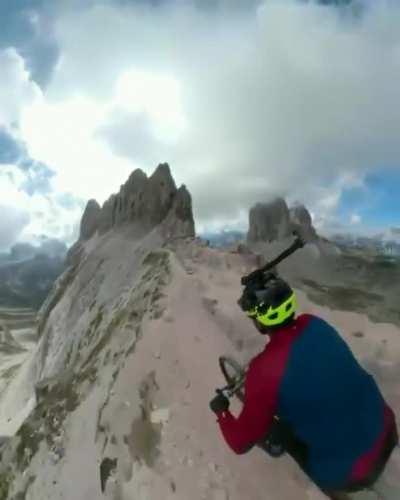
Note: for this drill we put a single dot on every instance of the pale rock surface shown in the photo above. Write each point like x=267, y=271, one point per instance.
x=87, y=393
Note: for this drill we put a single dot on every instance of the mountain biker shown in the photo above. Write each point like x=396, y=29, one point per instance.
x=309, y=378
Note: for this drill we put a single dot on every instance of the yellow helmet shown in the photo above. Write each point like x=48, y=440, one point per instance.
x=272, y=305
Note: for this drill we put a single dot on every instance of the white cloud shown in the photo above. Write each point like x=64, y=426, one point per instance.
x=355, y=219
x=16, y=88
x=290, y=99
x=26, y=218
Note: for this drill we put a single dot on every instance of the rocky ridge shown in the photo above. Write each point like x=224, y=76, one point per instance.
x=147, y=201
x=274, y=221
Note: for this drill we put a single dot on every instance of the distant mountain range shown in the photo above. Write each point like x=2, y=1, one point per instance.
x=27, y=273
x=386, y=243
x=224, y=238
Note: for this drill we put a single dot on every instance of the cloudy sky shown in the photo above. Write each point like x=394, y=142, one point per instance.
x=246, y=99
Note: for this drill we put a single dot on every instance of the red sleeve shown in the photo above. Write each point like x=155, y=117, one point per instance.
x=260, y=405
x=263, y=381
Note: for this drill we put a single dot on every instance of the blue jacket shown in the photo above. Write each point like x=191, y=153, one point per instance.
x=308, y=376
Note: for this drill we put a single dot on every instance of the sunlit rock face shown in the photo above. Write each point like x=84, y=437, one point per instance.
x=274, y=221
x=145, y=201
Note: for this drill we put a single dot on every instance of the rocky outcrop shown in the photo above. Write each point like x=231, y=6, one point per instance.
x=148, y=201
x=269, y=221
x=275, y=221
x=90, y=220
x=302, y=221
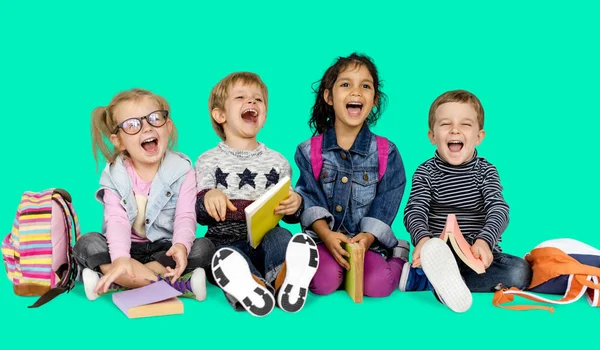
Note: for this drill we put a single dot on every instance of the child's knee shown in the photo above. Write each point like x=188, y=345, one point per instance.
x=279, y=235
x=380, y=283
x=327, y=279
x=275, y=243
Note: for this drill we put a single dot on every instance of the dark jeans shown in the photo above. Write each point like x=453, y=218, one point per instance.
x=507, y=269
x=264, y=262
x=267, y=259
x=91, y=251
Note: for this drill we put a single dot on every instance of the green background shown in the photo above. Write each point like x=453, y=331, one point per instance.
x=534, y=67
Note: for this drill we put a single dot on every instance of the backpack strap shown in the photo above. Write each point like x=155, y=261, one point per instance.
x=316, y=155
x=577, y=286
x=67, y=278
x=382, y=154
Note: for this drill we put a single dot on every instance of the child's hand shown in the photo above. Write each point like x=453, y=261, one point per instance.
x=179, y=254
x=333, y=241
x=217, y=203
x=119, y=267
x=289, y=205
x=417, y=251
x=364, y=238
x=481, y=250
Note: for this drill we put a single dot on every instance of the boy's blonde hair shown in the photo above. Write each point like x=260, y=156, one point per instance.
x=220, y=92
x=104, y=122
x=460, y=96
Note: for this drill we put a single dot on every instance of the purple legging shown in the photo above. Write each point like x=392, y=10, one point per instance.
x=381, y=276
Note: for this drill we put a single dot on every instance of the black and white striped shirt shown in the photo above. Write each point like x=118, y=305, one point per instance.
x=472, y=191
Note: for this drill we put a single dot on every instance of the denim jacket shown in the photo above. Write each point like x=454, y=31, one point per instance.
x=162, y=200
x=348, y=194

- _Task instructions_
Recast all the items above as a JSON list of strings with one string per line and no blank lines, and leave the pictures out of the answer.

- _Result for this task_
[
  "Note: for this drill we put a single dot on every instance of the pale rock surface shown in the photo above. Write each point like x=267, y=271, one point per instance.",
  "x=87, y=393",
  "Note: for this drill we put a single dot on every instance of the mountain biker shown in the photo above. Write each point like x=396, y=29, one point per instance.",
  "x=309, y=378",
  "Note: for this drill we put a single dot on every instance of the yellow helmet shown in the photo above. Write each point like x=48, y=440, one point per instance.",
  "x=272, y=305",
  "Note: for this drill we put a single dot on every instance of the white cloud shown in the photo above. Write each point like x=64, y=426, one point per instance.",
  "x=355, y=219",
  "x=16, y=88",
  "x=290, y=99",
  "x=26, y=218",
  "Note: for this drill we put a single dot on every instance of the rocky ridge shown in the photo above. Write each point like x=224, y=76, one point per instance.",
  "x=147, y=201",
  "x=274, y=221",
  "Note: for this drill we put a single dot on every instance of the distant mountain range shown in the photo above. Write each point like x=2, y=1, one point per instance.",
  "x=27, y=273",
  "x=386, y=243",
  "x=224, y=238",
  "Note: for this drill we put a single dot on every instance of the cloudy sky shown in the photo above. Write each point like x=394, y=142, one point per instance.",
  "x=246, y=99",
  "Note: for this drill we put a single dot on every instance of the red sleeve shown in the photo above. Write each point like x=155, y=117, one point per instance.",
  "x=260, y=405",
  "x=263, y=381",
  "Note: for this drill we put a single dot on every instance of the blue jacket shown in the photo above. Write each point like x=191, y=153, one point per instance.",
  "x=308, y=376",
  "Note: for this drill we put a single dot on every instance of the sunlit rock face shown in the photo above. Write each point like x=84, y=437, one point per instance.",
  "x=274, y=221",
  "x=145, y=201",
  "Note: for this drill we put a single dot on every instance of the rocky outcrop shown in the photo above. Write each point like x=231, y=6, one point per instance.",
  "x=148, y=201",
  "x=269, y=221",
  "x=275, y=221",
  "x=90, y=220",
  "x=302, y=221",
  "Note: for this drill we put a single dot on every instance of the child's knee shown in the photo above. Write each point like x=188, y=345, one point per instance.",
  "x=279, y=235",
  "x=380, y=283",
  "x=327, y=279",
  "x=275, y=243",
  "Note: for this drill we put a single dot on every instance of the dark jeans shown in the photo above. Write each point like x=453, y=218, one point per instance.",
  "x=507, y=269",
  "x=264, y=262",
  "x=267, y=259",
  "x=91, y=251",
  "Note: for this drill we put a single dot on every instance of the green background shown in the photo above. Write each point like x=453, y=331, one point per instance.",
  "x=534, y=67",
  "Note: for this drill we put a single dot on every instance of the backpack strap shown in the photo above. Write each point like x=155, y=261, one point per instance.",
  "x=316, y=155",
  "x=577, y=286",
  "x=67, y=278",
  "x=382, y=154",
  "Note: for this drill we put a single dot on every instance of the child's hand shown in the photo above. Write each point like x=453, y=261, one point per instance.",
  "x=179, y=254",
  "x=333, y=241",
  "x=217, y=203",
  "x=119, y=267",
  "x=289, y=205",
  "x=417, y=251",
  "x=364, y=238",
  "x=481, y=250",
  "Note: for this drill we put a single dot on every instance of the boy's blonde hair shown in the photo above. Write each point like x=260, y=156, one point per instance.",
  "x=220, y=92",
  "x=104, y=122",
  "x=460, y=96",
  "Note: for this drill we put a single dot on every instance of the purple legging shown in the photo above. Write each point like x=392, y=10, one point per instance.",
  "x=381, y=276",
  "Note: for this drill we put a single dot on every instance of the black and white striped shirt shown in the photo above. Write each point like x=118, y=305, one point per instance.",
  "x=472, y=191",
  "Note: for this drill we put a single dot on every instance of the denim jacket shown in the photo above. Write each point like x=454, y=31, one point per instance.",
  "x=162, y=200",
  "x=348, y=194"
]